▶ **本文**
• • •
GO TOトラベルを再開するなら休祝日の前当日は対象外とせよ/日沖 博道
緊急事態宣言の解除が視野に入ってきたが、同時にGO TOキャンペーンの再開の是非が議論になるだろう。再開が感染拡大の第4波につながる懸念を口にする人も少なくない。
それでも小生は、日本経済の底割れ回避のためにはGO TOというカンフル剤も必要だという意見に与したい。特に地域経済の実態として観光に依存している比重が大きいため、GO TOトラベルの再開を待ちわびる地方の人々の気持ちは痛いほど分かる。
しかし再開は無条件でという訳には行かない。キャンペーンが感染再拡大に直結してはならないし、所詮は税金投入なので金額的に無尽蔵でなく、費用対効果を厳しく求めるべきだ。
その意味からも、GO TOトラベルを再開するなら、是非付け加えて欲しい条件がある。それは「休祝日の前日・当日は対象外とする」ということだ。いわゆるピーク時の利用を敢えて対象から外せという話だ。
• • •
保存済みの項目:
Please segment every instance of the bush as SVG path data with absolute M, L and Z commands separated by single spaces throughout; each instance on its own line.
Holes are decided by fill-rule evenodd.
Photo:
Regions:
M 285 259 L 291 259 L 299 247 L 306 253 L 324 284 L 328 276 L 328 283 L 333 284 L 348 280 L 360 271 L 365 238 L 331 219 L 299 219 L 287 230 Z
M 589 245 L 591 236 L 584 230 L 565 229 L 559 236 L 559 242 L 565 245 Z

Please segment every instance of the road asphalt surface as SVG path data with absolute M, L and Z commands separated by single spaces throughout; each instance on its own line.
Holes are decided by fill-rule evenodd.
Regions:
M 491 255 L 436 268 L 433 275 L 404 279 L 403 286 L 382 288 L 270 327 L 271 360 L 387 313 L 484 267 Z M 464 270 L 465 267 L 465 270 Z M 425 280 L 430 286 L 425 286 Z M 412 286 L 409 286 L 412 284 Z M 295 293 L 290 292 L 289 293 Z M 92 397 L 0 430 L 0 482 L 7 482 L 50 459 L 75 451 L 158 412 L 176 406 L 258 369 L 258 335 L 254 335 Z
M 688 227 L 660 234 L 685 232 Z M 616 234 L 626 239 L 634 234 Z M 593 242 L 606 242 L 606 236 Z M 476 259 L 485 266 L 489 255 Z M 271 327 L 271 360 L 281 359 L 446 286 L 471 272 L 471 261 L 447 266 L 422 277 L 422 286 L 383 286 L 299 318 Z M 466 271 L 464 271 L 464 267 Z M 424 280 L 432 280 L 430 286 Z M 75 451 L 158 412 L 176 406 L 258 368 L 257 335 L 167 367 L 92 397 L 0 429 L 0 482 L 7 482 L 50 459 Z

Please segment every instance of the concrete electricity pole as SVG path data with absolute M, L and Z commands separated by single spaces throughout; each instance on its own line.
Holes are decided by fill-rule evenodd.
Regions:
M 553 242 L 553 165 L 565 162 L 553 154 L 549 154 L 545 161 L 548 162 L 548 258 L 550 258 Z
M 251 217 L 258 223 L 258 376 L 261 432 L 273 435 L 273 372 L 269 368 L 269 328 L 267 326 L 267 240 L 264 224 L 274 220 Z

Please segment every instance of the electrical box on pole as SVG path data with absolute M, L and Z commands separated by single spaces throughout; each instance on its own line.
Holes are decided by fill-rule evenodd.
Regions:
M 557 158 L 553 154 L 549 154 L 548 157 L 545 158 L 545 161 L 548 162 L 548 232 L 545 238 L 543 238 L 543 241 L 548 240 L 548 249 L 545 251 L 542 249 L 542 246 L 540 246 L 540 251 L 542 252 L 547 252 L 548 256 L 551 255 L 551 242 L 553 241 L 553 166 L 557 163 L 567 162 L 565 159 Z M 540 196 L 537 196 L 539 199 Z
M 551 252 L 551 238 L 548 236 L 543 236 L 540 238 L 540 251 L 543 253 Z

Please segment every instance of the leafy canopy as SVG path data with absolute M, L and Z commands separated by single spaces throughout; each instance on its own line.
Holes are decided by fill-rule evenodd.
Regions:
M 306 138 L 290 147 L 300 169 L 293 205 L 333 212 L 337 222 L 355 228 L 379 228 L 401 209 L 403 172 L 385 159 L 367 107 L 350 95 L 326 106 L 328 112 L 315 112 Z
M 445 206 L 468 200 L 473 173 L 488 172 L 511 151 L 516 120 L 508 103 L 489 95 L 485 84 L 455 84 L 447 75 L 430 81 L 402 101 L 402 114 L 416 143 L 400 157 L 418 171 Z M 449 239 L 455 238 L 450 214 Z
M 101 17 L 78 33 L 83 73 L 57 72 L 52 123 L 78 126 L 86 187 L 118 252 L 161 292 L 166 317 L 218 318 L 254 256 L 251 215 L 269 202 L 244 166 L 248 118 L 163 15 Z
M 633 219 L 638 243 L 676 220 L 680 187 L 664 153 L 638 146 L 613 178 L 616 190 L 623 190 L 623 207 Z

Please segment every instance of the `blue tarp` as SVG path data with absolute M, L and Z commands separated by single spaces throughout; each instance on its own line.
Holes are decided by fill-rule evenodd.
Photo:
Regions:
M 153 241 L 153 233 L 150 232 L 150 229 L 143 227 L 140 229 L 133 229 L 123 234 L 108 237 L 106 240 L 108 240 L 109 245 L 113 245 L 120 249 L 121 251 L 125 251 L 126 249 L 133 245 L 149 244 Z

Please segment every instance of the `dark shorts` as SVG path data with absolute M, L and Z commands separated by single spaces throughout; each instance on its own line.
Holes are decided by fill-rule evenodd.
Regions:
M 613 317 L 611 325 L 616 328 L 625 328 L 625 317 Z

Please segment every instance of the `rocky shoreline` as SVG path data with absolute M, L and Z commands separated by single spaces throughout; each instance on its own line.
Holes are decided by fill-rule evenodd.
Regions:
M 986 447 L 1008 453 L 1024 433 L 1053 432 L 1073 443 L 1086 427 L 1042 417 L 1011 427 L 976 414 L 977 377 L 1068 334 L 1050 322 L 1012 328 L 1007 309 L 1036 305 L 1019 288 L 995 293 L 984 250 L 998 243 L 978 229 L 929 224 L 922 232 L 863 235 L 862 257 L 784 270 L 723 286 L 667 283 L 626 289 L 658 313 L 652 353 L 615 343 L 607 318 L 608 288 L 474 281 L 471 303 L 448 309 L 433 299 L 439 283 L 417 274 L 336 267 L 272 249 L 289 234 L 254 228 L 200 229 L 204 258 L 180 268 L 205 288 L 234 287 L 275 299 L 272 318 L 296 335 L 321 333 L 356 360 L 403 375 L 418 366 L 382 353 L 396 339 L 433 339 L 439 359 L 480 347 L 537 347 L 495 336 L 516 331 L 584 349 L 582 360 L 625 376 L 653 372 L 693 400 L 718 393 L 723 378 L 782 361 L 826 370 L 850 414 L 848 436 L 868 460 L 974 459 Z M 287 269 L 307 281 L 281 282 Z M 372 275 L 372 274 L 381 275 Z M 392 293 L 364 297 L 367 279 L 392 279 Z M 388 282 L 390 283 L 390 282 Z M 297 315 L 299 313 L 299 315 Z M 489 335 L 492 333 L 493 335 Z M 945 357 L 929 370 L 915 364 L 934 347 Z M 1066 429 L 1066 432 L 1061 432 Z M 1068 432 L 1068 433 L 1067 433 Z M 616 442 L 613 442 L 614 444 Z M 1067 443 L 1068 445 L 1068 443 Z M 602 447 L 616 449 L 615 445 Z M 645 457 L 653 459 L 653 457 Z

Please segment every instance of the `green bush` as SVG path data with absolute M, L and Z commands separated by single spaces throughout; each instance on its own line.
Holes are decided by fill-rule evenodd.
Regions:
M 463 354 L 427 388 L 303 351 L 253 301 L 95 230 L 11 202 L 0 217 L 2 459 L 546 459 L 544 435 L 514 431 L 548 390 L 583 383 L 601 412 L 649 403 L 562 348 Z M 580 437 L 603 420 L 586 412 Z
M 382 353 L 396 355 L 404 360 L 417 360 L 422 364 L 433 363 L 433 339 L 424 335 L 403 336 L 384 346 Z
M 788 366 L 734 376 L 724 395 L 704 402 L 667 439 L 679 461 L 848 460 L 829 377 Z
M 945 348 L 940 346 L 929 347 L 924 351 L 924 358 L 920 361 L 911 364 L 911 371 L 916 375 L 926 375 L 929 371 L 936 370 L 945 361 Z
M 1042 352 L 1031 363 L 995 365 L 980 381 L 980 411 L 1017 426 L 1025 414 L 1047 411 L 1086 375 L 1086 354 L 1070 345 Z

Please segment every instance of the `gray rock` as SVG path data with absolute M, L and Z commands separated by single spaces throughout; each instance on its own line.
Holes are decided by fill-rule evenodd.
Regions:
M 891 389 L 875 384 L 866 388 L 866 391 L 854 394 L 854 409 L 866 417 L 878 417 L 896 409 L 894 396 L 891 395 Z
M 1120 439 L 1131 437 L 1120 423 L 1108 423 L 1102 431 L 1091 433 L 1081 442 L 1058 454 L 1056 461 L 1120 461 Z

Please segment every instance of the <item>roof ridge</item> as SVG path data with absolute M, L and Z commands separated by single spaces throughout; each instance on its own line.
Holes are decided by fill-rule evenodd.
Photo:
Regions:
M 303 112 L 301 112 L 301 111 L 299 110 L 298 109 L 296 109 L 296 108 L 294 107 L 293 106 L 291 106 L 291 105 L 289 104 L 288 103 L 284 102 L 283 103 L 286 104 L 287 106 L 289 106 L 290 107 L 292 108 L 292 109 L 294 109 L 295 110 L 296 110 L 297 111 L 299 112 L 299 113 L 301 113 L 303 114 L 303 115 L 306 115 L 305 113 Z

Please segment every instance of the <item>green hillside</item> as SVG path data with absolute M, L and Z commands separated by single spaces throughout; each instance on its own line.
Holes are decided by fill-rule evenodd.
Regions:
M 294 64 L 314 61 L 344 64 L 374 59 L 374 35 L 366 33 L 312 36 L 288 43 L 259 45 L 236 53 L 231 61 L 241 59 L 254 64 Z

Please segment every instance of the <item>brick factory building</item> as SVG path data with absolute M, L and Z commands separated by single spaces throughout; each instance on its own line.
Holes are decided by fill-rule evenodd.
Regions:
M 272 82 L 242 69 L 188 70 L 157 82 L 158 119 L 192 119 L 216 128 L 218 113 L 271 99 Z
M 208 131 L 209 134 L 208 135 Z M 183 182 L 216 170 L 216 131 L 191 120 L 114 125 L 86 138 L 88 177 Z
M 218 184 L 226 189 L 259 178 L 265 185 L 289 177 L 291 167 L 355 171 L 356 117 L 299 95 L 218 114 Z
• • •
▶ **練習の目標**
GO TOトラベルについての本文から、「しかし再開は無条件でという訳」で始まり「えて対象から外せという話だ。」で終わる部分を一字一句違えずに書き写してください。

▶ **解答例**
しかし再開は無条件でという訳には行かない。キャンペーンが感染再拡大に直結してはならないし、所詮は税金投入なので金額的に無尽蔵でなく、費用対効果を厳しく求めるべきだ。
その意味からも、GO TOトラベルを再開するなら、是非付け加えて欲しい条件がある。それは「休祝日の前日・当日は対象外とする」ということだ。いわゆるピーク時の利用を敢えて対象から外せという話だ。